- EXERCISE DETAILS
Output every line of the records below as a numbered list, omitting any blank lines.

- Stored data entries
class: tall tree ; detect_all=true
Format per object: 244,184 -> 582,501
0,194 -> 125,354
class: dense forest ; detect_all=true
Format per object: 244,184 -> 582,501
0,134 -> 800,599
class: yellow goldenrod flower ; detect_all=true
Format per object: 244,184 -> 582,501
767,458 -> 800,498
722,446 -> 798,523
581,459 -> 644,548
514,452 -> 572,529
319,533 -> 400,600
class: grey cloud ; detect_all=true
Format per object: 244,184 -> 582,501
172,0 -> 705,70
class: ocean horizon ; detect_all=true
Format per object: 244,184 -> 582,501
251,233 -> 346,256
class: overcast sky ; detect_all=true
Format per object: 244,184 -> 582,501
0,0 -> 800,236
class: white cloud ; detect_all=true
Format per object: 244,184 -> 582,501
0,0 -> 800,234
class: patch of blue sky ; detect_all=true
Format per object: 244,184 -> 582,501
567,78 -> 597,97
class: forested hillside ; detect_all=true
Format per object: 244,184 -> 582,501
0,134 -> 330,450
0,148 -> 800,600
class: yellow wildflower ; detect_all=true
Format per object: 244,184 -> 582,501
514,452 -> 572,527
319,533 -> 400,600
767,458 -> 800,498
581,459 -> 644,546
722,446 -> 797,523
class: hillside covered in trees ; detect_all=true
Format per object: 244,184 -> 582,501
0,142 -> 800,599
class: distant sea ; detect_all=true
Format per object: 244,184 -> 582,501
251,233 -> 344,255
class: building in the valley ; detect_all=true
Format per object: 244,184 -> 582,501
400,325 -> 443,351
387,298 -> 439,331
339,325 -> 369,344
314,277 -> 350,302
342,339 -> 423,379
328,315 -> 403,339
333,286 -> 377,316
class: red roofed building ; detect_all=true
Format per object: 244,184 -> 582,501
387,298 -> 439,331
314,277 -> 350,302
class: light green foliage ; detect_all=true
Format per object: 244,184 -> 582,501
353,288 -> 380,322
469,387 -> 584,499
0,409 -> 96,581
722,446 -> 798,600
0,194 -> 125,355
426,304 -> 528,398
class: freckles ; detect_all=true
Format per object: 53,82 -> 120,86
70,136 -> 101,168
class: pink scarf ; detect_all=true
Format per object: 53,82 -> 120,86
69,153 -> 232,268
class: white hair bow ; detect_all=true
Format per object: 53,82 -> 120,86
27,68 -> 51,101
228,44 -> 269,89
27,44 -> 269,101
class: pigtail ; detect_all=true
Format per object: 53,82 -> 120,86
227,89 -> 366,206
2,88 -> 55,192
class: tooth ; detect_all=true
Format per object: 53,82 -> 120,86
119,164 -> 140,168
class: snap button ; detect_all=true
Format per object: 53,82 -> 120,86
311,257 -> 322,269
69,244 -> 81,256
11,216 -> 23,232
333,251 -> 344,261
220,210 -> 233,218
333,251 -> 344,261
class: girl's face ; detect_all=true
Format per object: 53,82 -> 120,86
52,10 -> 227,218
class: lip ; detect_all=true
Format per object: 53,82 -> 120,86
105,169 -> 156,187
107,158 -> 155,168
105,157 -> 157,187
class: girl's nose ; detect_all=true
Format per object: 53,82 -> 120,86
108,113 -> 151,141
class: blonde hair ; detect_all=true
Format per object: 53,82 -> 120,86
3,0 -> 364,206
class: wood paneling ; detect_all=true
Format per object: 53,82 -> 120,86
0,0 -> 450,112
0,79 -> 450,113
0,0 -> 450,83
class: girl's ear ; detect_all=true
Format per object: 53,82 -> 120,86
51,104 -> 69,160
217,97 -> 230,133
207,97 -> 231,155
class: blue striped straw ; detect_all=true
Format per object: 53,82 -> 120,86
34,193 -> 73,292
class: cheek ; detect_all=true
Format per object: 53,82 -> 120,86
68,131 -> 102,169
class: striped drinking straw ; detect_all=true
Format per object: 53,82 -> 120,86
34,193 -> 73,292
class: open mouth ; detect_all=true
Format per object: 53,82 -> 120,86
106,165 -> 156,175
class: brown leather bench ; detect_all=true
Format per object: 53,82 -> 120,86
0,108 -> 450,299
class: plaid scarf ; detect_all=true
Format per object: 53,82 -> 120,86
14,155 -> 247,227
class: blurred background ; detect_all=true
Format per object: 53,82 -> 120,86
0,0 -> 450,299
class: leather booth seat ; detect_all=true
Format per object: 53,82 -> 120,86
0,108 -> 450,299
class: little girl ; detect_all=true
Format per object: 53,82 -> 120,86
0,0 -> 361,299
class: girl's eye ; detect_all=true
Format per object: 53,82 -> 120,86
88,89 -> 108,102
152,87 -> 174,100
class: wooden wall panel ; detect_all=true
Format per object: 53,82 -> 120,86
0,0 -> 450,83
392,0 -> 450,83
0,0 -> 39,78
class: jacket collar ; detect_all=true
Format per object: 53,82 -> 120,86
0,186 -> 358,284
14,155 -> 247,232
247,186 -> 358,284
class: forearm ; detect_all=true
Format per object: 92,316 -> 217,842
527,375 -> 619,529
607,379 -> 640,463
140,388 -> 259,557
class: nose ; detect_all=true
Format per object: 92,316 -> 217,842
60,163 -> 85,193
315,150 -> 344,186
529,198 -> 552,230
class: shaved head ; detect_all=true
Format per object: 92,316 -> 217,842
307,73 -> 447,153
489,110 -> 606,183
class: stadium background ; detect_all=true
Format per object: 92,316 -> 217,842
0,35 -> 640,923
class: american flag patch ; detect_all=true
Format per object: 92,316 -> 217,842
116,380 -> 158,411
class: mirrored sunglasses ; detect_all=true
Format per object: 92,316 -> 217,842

- RESULT BELOW
1. class: tall tree ; detect_all=true
2. Format per object: 244,184 -> 582,501
3. 0,194 -> 125,354
4. class: dense forest ; detect_all=true
5. Format per object: 244,184 -> 582,501
6. 0,134 -> 800,599
7. class: yellow goldenrod flower ; detect_all=true
8. Format per object: 244,184 -> 582,501
9. 767,458 -> 800,498
10. 722,446 -> 798,523
11. 581,459 -> 644,548
12. 514,452 -> 572,529
13. 319,533 -> 400,600
14. class: grey cloud ; detect_all=true
15. Format per object: 244,184 -> 582,501
16. 172,0 -> 705,70
17. class: ocean horizon ; detect_all=true
18. Format per object: 244,184 -> 582,501
19. 251,233 -> 346,256
20. class: overcast sky ; detect_all=true
21. Format per object: 244,184 -> 582,501
22. 0,0 -> 800,236
23. class: white cloud ; detect_all=true
24. Format per object: 244,184 -> 582,501
25. 0,0 -> 800,234
26. class: patch of blue sky ; detect_all=true
27. Format per object: 244,184 -> 582,501
28. 567,78 -> 597,97
29. class: forested hillside ; detect_all=true
30. Format per object: 244,184 -> 582,501
31. 0,134 -> 330,450
32. 0,148 -> 800,600
33. class: yellow wildflower ; detect_all=true
34. Format per object: 244,184 -> 582,501
35. 514,452 -> 572,527
36. 319,533 -> 400,600
37. 767,458 -> 800,498
38. 581,459 -> 644,546
39. 722,446 -> 797,523
40. class: hillside covered in trees ; detect_all=true
41. Format per object: 244,184 -> 582,501
42. 0,142 -> 800,599
43. class: distant sea ; detect_all=true
44. Format per object: 244,184 -> 582,501
45. 251,233 -> 344,255
46. class: building in the valley ; detect_all=true
47. Format per object: 244,184 -> 582,501
48. 400,325 -> 443,351
49. 387,298 -> 439,331
50. 339,325 -> 369,344
51. 314,277 -> 350,302
52. 342,339 -> 423,379
53. 328,315 -> 403,339
54. 333,286 -> 377,316
55. class: red roofed building ; detect_all=true
56. Format per object: 244,184 -> 582,501
57. 387,298 -> 439,331
58. 314,277 -> 350,302
59. class: light green foliage ; detect_all=true
60. Format per object: 244,184 -> 582,501
61. 353,288 -> 380,322
62. 469,387 -> 584,499
63. 0,409 -> 96,581
64. 722,446 -> 798,600
65. 0,194 -> 125,355
66. 426,304 -> 528,398
67. class: freckles ; detect_all=true
68. Format per object: 53,82 -> 120,86
69. 70,136 -> 101,168
70. class: pink scarf ; detect_all=true
71. Format per object: 53,82 -> 120,86
72. 69,153 -> 232,268
73. class: white hair bow ; detect_all=true
74. Format per object: 53,82 -> 120,86
75. 27,68 -> 51,101
76. 228,44 -> 269,89
77. 27,44 -> 269,101
78. class: pigtail ; detect_all=true
79. Format per object: 53,82 -> 120,86
80. 227,89 -> 366,206
81. 2,88 -> 55,192
82. class: tooth ; detect_all=true
83. Format per object: 53,82 -> 120,86
84. 119,164 -> 140,168
85. class: snap button ; detect_all=true
86. Format per object: 53,82 -> 120,86
87. 311,257 -> 322,269
88. 69,244 -> 81,256
89. 11,216 -> 23,232
90. 333,251 -> 344,261
91. 220,210 -> 233,218
92. 333,251 -> 344,261
93. class: girl's face ; detect_all=true
94. Format per object: 53,82 -> 120,86
95. 52,10 -> 227,218
96. class: lip ; detect_all=true
97. Format per object: 53,82 -> 120,86
98. 105,169 -> 156,187
99. 107,158 -> 155,168
100. 105,157 -> 157,187
101. class: girl's nose ; detect_all=true
102. Format per object: 53,82 -> 120,86
103. 108,113 -> 151,141
104. class: blonde hair ; detect_all=true
105. Format per object: 53,82 -> 120,86
106. 3,0 -> 364,206
107. class: wood paneling ; detect_all=true
108. Format per object: 53,82 -> 120,86
109. 0,0 -> 450,112
110. 0,79 -> 450,113
111. 0,0 -> 450,83
112. class: girl's ear ; detect_all=true
113. Format per object: 53,82 -> 120,86
114. 51,104 -> 69,160
115. 217,97 -> 230,133
116. 207,97 -> 231,155
117. class: blue striped straw ; detect_all=true
118. Format per object: 53,82 -> 120,86
119. 34,193 -> 73,292
120. class: cheek ; detect_all=true
121. Format per object: 53,82 -> 120,86
122. 68,131 -> 102,169
123. class: striped drinking straw ; detect_all=true
124. Format per object: 53,82 -> 120,86
125. 34,193 -> 73,292
126. class: open mouth ; detect_all=true
127. Format per object: 53,82 -> 120,86
128. 106,165 -> 156,175
129. class: brown leather bench ; detect_all=true
130. Format per object: 53,82 -> 120,86
131. 0,108 -> 450,299
132. class: plaid scarf ; detect_all=true
133. Format per object: 53,82 -> 120,86
134. 14,155 -> 247,227
135. class: blurred background ; detect_all=true
136. Format per object: 53,82 -> 120,86
137. 0,0 -> 450,299
138. class: leather booth seat ; detect_all=true
139. Format per object: 53,82 -> 120,86
140. 0,108 -> 450,299
141. class: little girl ; detect_all=true
142. Format per object: 53,82 -> 120,86
143. 0,0 -> 361,299
144. class: girl's eye ; detect_all=true
145. Format per object: 53,82 -> 120,86
146. 88,89 -> 108,102
147. 152,87 -> 174,100
148. class: wooden wall panel ; detect_all=true
149. Format per object: 53,82 -> 120,86
150. 0,0 -> 450,83
151. 392,0 -> 450,83
152. 0,0 -> 39,78
153. class: jacket collar ; detect_all=true
154. Format per object: 53,82 -> 120,86
155. 0,186 -> 358,284
156. 14,155 -> 247,232
157. 247,186 -> 358,284
158. class: forearm ; detect_all=true
159. Format per object: 92,316 -> 217,842
160. 527,375 -> 619,529
161. 607,379 -> 640,463
162. 140,388 -> 259,557
163. class: nose ; detect_all=true
164. Format per object: 92,316 -> 217,842
165. 60,163 -> 85,193
166. 315,150 -> 344,186
167. 529,198 -> 552,230
168. class: shaved head ; detect_all=true
169. Format per object: 92,316 -> 217,842
170. 307,73 -> 447,153
171. 489,110 -> 606,183
172. class: stadium background ; detect_all=true
173. Format per object: 92,316 -> 217,842
174. 0,35 -> 640,923
175. class: american flag patch ; detect_all=true
176. Format per object: 92,316 -> 217,842
177. 116,380 -> 158,411
178. class: mirrored sunglasses ; detect_all=true
179. Format per object: 92,316 -> 217,842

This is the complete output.